--- Raw data Enclosed Below ---
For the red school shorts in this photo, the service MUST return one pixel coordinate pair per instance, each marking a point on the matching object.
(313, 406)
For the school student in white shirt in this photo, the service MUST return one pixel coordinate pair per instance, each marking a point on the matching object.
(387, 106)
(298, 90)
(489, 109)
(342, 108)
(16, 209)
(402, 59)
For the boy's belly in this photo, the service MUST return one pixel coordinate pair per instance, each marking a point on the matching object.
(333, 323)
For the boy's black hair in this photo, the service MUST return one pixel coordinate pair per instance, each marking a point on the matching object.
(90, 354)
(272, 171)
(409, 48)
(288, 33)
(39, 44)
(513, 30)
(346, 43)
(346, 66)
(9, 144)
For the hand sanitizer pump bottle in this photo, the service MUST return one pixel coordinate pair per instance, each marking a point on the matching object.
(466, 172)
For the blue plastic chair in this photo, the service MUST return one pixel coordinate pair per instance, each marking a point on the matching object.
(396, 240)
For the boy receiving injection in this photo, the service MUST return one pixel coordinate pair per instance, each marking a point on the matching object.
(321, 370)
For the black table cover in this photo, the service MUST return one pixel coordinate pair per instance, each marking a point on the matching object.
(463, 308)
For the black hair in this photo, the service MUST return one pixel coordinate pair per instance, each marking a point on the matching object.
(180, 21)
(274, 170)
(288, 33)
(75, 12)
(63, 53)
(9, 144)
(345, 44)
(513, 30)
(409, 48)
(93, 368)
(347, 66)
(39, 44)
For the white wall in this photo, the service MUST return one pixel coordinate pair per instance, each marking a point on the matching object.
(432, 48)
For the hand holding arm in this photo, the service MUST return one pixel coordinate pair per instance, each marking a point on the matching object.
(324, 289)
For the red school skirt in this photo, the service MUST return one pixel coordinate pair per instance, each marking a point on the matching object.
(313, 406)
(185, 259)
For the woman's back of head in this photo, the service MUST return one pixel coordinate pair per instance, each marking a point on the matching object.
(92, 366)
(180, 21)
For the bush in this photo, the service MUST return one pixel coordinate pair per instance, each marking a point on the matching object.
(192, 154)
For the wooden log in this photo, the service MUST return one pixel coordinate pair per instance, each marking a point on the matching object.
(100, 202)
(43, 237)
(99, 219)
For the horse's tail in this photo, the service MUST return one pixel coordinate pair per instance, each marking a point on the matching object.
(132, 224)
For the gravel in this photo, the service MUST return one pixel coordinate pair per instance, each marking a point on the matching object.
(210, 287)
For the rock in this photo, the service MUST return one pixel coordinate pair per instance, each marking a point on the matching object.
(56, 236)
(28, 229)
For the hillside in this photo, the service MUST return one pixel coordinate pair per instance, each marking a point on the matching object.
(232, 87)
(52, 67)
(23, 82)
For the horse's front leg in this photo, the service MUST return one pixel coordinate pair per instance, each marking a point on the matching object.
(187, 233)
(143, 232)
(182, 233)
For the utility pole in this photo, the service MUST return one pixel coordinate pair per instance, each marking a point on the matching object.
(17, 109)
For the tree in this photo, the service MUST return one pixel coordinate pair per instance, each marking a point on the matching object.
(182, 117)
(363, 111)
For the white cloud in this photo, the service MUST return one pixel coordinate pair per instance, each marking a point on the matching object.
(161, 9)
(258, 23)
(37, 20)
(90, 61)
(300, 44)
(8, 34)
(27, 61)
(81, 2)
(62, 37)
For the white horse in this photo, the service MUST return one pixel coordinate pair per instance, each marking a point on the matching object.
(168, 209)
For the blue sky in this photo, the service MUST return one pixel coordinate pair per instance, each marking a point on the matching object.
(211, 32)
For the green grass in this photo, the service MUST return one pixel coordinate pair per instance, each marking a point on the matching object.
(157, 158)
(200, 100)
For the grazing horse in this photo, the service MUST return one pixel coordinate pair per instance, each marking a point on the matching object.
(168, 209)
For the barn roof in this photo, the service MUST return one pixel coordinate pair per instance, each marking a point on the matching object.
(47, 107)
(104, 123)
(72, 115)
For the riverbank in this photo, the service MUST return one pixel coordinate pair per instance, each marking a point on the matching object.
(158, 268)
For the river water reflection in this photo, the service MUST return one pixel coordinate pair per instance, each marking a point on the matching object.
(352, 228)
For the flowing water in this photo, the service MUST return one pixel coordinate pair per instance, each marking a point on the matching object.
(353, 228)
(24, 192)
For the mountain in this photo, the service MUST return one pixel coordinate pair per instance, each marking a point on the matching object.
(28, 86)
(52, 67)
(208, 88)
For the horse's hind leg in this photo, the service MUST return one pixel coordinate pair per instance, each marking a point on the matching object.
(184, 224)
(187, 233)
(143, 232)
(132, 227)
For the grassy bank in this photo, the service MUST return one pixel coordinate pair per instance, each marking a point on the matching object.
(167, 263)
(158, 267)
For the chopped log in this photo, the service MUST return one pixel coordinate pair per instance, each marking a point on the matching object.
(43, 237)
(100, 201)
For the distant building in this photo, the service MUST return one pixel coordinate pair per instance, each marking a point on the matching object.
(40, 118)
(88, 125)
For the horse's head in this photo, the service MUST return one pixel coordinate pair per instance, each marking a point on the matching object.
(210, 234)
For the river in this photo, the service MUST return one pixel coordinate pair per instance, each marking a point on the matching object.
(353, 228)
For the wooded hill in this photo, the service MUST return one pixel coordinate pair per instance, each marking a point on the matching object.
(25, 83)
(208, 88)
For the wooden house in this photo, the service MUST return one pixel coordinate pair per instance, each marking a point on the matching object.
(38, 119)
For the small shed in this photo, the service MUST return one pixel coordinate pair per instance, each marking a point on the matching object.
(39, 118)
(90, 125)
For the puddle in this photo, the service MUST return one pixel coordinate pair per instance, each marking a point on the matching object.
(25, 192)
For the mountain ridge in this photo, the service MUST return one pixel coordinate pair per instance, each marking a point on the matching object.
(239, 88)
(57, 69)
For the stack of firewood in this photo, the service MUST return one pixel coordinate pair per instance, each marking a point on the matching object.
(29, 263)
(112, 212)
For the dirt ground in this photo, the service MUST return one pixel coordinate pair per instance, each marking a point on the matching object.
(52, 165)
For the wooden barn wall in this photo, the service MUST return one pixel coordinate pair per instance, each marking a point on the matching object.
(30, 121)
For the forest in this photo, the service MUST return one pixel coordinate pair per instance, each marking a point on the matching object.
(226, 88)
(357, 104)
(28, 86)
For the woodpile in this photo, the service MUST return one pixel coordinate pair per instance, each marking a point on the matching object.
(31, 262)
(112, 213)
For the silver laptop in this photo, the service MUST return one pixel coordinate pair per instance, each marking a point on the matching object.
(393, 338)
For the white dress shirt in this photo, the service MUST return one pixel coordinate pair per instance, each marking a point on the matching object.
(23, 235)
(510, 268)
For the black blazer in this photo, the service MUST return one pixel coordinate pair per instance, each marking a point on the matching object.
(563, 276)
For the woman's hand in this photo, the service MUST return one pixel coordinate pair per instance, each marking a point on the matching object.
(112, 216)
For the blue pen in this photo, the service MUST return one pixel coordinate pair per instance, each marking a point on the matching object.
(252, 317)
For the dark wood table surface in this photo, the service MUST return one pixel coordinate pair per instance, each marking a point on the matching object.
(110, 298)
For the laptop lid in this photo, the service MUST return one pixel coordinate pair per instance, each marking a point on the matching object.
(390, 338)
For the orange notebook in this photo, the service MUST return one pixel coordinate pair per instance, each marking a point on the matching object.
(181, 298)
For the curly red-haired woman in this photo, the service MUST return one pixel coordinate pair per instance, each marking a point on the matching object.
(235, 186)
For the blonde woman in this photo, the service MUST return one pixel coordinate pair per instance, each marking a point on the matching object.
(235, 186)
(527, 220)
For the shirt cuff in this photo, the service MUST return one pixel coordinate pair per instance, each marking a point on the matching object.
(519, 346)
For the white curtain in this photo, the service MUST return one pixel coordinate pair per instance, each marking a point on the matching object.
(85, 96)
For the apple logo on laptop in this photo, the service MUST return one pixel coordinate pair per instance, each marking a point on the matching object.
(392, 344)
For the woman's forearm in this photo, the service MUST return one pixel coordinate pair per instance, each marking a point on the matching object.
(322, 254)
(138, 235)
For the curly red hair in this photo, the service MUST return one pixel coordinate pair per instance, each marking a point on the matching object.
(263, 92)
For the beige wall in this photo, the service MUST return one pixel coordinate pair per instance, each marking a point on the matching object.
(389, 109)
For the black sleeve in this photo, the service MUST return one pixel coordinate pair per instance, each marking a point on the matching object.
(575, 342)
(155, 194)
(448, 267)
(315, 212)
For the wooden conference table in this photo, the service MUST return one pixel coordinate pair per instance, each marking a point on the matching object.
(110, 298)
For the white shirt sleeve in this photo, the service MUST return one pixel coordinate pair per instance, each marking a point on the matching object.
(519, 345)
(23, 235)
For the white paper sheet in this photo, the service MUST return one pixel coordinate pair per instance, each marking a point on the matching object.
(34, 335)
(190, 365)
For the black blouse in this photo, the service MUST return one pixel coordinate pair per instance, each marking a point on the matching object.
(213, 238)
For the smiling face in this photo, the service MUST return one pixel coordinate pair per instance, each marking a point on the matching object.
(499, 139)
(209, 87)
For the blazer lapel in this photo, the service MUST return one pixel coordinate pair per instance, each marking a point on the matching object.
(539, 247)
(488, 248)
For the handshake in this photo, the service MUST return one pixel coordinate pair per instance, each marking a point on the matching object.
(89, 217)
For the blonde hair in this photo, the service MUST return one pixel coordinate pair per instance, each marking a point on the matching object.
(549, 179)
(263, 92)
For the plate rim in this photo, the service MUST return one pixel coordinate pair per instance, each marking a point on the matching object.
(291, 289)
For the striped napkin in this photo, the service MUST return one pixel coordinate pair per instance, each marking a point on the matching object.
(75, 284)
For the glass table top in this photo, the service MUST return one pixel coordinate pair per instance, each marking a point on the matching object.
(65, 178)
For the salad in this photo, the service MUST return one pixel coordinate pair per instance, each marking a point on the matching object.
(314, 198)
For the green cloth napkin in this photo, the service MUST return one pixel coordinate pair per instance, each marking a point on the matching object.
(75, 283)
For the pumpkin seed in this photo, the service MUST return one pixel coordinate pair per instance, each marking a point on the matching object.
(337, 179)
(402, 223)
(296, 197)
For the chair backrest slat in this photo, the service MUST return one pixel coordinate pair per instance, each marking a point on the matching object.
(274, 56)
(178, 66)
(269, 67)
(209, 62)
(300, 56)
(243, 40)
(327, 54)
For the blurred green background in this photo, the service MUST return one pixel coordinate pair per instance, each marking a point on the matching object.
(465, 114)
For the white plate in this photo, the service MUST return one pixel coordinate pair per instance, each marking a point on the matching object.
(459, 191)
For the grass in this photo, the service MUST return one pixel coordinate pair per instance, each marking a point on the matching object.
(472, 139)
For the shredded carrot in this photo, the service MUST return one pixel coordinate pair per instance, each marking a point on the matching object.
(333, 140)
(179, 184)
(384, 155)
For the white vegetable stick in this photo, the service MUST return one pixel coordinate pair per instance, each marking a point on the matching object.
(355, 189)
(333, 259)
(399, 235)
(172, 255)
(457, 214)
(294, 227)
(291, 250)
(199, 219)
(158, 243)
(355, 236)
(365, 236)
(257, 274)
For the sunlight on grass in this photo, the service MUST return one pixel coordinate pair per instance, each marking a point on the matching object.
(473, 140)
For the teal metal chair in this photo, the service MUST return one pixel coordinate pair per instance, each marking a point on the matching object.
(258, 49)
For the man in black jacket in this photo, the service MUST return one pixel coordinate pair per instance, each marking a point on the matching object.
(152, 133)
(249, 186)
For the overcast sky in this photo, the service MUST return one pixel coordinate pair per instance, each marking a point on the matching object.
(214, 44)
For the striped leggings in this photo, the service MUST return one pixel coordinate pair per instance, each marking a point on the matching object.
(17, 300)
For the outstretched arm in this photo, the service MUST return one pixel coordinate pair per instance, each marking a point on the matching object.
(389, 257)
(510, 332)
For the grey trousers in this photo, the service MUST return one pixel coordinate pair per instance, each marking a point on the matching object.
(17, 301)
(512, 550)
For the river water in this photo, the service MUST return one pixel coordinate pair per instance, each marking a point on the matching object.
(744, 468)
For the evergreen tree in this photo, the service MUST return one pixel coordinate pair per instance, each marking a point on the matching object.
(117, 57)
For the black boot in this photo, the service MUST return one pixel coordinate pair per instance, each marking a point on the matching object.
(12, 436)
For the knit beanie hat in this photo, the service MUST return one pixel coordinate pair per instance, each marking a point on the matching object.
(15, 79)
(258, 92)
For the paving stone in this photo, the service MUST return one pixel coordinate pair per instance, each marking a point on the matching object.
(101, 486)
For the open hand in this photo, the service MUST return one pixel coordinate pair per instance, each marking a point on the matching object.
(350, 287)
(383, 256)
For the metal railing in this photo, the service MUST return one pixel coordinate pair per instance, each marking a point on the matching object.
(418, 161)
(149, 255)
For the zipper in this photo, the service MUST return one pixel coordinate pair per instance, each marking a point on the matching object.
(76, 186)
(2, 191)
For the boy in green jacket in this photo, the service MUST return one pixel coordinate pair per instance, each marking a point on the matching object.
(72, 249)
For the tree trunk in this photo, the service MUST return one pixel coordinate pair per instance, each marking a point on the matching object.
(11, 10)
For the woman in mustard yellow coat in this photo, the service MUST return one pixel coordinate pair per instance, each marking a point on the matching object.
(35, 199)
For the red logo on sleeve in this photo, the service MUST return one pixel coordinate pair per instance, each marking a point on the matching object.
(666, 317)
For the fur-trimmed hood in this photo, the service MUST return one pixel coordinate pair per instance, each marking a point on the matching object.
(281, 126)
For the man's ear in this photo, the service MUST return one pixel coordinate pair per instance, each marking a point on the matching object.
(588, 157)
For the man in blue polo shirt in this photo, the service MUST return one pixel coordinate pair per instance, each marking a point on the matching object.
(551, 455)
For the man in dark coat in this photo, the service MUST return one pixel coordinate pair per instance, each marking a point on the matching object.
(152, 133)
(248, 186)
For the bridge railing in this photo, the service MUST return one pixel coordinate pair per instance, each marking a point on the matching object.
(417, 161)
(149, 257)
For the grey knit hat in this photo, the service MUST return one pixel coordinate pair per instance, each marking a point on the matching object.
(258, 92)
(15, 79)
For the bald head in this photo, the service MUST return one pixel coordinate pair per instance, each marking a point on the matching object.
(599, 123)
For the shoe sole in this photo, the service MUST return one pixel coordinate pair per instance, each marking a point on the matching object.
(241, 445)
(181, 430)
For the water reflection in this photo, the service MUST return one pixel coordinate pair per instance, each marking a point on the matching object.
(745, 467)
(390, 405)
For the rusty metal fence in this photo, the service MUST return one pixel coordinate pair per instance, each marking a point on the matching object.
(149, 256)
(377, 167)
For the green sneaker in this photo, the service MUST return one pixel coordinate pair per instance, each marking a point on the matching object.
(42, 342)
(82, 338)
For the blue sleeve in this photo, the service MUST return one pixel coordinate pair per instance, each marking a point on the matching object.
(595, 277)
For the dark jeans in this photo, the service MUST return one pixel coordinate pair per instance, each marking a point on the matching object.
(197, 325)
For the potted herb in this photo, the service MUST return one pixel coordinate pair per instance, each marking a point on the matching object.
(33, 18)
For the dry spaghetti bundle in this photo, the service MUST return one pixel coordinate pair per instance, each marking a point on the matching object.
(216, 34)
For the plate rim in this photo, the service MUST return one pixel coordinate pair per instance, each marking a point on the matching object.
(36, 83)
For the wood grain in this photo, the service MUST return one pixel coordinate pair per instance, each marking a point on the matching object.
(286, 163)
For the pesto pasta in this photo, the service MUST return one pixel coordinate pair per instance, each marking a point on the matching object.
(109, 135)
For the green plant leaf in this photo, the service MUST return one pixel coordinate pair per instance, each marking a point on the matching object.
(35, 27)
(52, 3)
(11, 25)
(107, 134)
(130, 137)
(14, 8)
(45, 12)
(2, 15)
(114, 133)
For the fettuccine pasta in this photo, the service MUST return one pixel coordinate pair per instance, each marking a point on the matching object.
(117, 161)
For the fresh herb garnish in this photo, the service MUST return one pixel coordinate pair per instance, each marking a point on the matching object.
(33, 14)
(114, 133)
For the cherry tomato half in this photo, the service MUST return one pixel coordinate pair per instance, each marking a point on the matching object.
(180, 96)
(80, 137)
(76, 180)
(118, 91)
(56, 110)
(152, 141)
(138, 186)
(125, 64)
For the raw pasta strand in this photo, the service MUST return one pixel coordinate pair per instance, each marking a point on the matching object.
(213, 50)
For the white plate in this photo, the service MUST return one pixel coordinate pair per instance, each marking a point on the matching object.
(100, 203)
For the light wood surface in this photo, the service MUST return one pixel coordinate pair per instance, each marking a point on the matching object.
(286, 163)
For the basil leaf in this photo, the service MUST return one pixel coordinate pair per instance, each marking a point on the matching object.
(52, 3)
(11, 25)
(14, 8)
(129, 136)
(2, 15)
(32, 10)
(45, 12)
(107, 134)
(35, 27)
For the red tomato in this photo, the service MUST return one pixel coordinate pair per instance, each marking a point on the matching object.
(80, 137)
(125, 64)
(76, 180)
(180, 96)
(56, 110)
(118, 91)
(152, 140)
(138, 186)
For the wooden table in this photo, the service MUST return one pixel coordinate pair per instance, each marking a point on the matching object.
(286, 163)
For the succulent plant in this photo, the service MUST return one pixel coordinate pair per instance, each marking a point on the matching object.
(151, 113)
--- End of Enclosed Raw data ---
◆ **Task directions**
Reply with an exact copy of the lines running from the one containing "For the wooden table" through the end of the entries above, both ends included.

◆ **Exercise output**
For the wooden table in this photo, the service MUST return one pixel coordinate pair per instance, each marking a point on the matching object.
(286, 163)
For the succulent plant in this photo, the service MUST return one pixel coordinate pair per instance, each marking a point on the matching object.
(151, 113)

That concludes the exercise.